> **Records from a collection**:
((
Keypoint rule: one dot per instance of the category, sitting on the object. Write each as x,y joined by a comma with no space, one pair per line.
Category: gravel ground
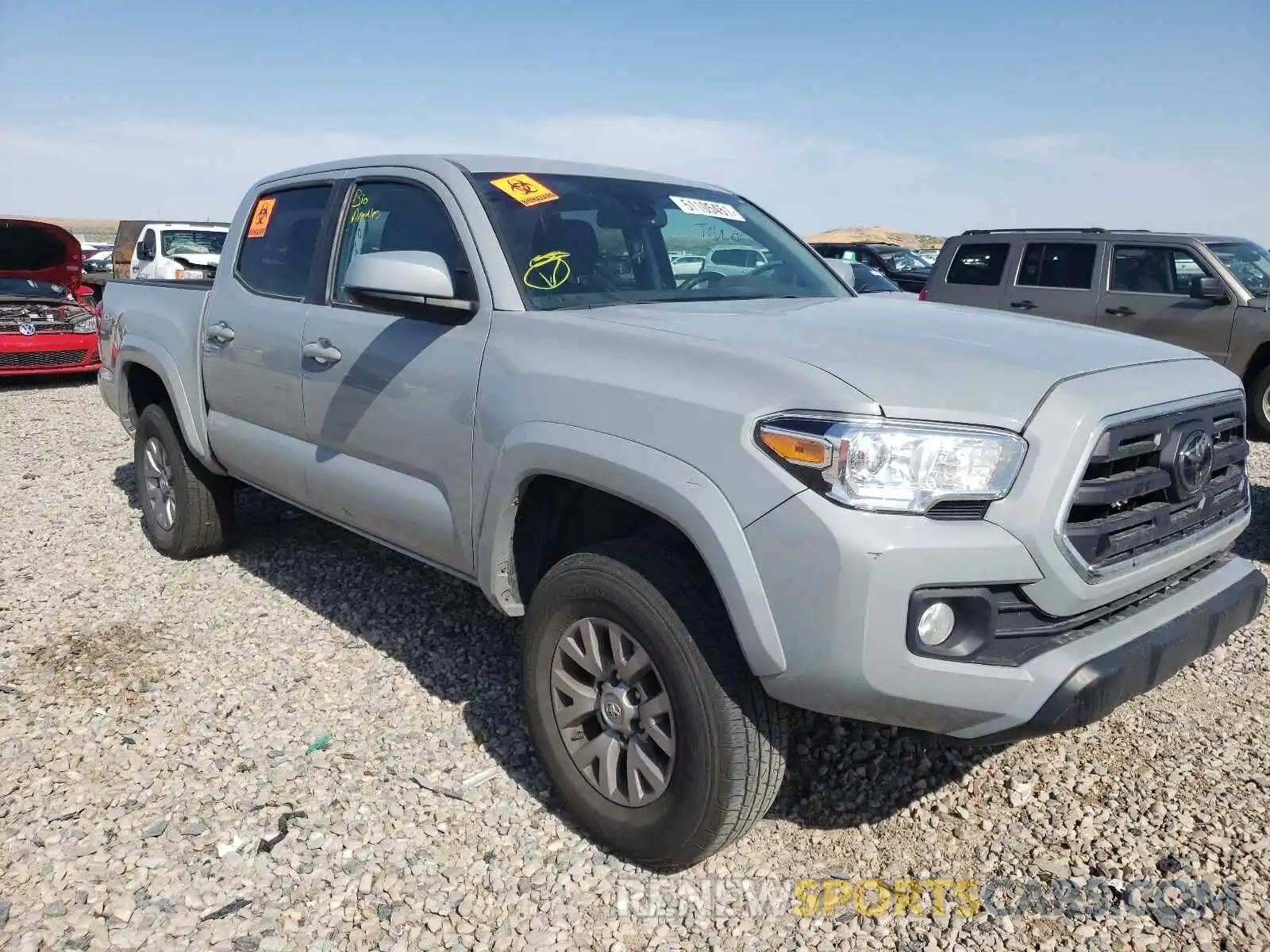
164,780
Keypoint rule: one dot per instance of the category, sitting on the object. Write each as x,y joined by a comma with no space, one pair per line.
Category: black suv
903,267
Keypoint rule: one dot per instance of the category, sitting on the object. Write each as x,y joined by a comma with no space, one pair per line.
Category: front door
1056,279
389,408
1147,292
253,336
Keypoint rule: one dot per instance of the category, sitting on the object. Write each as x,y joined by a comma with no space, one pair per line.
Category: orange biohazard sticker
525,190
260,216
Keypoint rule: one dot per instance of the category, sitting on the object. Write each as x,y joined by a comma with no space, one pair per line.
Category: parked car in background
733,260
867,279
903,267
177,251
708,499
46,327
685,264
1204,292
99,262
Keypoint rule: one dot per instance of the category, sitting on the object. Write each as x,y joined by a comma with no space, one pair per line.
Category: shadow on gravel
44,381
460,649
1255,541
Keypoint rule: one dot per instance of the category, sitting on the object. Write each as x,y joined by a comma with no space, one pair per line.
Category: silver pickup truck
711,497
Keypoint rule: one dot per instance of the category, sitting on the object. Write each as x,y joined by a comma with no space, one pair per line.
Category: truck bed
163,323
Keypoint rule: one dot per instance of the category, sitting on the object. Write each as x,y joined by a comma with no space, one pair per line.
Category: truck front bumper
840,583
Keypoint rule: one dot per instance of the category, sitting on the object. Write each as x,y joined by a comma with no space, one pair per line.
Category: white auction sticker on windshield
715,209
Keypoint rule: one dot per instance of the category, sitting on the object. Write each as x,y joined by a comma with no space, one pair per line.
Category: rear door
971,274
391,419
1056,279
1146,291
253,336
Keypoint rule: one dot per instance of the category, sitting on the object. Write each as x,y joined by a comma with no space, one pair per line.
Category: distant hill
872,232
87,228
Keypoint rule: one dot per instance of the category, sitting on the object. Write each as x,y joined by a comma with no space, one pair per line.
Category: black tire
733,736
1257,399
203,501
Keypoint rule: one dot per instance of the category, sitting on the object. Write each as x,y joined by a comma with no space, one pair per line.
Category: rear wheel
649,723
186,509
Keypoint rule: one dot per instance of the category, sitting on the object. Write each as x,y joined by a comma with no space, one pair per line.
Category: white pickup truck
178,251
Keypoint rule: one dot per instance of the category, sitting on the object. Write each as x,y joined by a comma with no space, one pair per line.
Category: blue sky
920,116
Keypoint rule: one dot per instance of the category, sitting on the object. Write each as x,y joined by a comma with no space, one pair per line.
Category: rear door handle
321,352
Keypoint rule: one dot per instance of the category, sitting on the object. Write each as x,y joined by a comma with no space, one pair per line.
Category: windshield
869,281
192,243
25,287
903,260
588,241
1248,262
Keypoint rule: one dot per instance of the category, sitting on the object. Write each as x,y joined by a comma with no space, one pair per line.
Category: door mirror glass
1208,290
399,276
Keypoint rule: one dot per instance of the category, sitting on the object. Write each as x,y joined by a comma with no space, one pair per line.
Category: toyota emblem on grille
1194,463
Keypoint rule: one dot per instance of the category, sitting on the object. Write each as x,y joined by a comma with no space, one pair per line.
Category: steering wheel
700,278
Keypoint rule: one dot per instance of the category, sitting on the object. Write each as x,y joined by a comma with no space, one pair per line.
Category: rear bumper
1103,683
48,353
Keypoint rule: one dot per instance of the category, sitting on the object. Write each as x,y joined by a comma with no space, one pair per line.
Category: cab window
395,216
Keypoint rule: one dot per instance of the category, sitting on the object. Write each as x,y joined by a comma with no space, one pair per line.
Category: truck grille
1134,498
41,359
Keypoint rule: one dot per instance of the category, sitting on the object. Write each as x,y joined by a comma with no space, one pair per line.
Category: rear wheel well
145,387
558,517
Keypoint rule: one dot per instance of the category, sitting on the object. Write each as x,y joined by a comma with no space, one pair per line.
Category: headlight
))
The answer must repeat every record exactly, with all pictures left out.

Keypoint rule: one dot per instance of the category, sitting on the object. Write each as x,y joined by a comma with no space, one pair per line.
Category: gravel ground
164,780
Keypoint rule: one dot per instance of the category, sitting on the object. Write each as x,y joined by a comma with no space, one pair per line.
Category: black suv
903,267
Keypoint rule: one dot per instance of the category, sitting on the object. Write each as x,y joined by a comma with no space, one pair per line.
Category: front door
1056,279
389,408
1147,292
253,336
Keypoint rule: one dot per instance of the category, sitting on the object. Write each as x,y joined by a comma with no space, one pair per line.
Category: orange biohazard sticker
525,190
260,216
Keypoint rule: one dot per instance of the category, sitting on the object. Write each as x,y joined by a comma with no space, one pair per line.
Category: parked car in background
733,260
867,279
903,267
177,251
708,499
46,327
685,264
1204,292
99,262
Keypoint rule: one dot per instance of the category, sitting on the object. Write each as x,y joined by a comma with no space, one pair per line.
Category: shadow on gravel
44,381
460,649
1255,541
Keypoint rule: one dot per instance of the category, sitting on the object. Write each as x,y joined by a comma with no space, one pair per line.
Category: silver pickup truck
711,497
Keypoint rule: one dot per instance of the category, sitting on the object. Write each as x,y joined by a comma with no space, one pair per line.
Category: truck bed
163,323
Keypoint rule: one dot per instance of the category, sitting on the object. Write each as x,y joined by a comma with no space, one pair per line.
Category: truck front bumper
840,583
Keypoint rule: one dot per instance of the category, sitting on the object. Write each as x,y joined by a comma with no space, one pair per line.
Category: white auction sticker on windshield
715,209
Keypoint rule: one dot per instance of the category, sitting on the object. Write each as x,y joined by a comma with no space, one pair per line.
Category: rear door
971,274
391,419
1056,279
1146,291
253,336
Keypoint rule: one dot per instance of the category, sitting on the object. Write each as x,y joined by a comma with no space, one pair per line.
Category: distant hill
872,232
87,228
Keypoint rule: one dot per instance of the category, sitting on the object. Write each as x,y joined by a comma with no space, one pair per line.
Category: black tire
733,736
1257,399
203,501
Keypoint rule: one dot per instance of the category, sitting on the object. Write each as x,y joined by a comma with no space, one pair per line.
Category: rear wheel
649,723
186,509
Keypoint rule: one dot per instance of the category, sitting on the object. Write each as x,y joined by a comma with no space, one pair per line.
Category: white pickup truck
178,251
Keypoint rule: one dot per instance of the category, sitting on the object. Write each as x,y joined by a comma with no space, one pair per line.
Category: blue sky
920,116
Keypoint rule: one dot per instance of the category, sitting on the object. Write each as x,y joined by a comma with no space, one pair per line.
Category: rear door handle
321,352
Keypoint rule: one dot per instance of the category, sitting on the object. Write each as x,y joined by a comma with no space, one pair per line.
Category: windshield
869,281
192,243
25,287
903,260
588,241
1248,262
Keypoint rule: one dot per instance of the category, sitting on the object. Write each as x,y joined by a comma with no space, one pair per line.
Category: door mirror glass
1208,290
399,276
Keypoint rule: one dot per instance of the category, sitting on the object. Write each as x,y joined by a comma with no space, one pair per line.
Category: toyota emblem on grille
1194,463
Keypoint rule: one dot per instance of the category, sitting on the object. Write each as x,y joined by a comma with no space, one pair per line.
Category: steering wheel
700,278
Keypoint rule: one dot per instance of the category, sitting on the object. Write each as x,y joined by a comma with no space, one pair per line.
Category: rear bumper
1103,683
48,353
Keypoint rule: one dot per instance of the category, sitting on the object. Write each as x,y joined by a comma with no space, one pair per line.
Category: cab window
395,216
Keypoint rule: one dot per instance of the category, sitting on the object. Write each as x,y joined by a comma with no space, one pair per line.
Category: truck grille
1134,498
41,359
Keypoint rule: one dot per instance of the category, sitting on the object. Write each as x,y joined by a comma with no space, one pair per line.
Category: rear wheel well
145,387
558,517
Keypoint rule: one dot per instance of the category, sitting on the object. Write each as x,y joined by a comma with no space, one pair per line.
Category: headlight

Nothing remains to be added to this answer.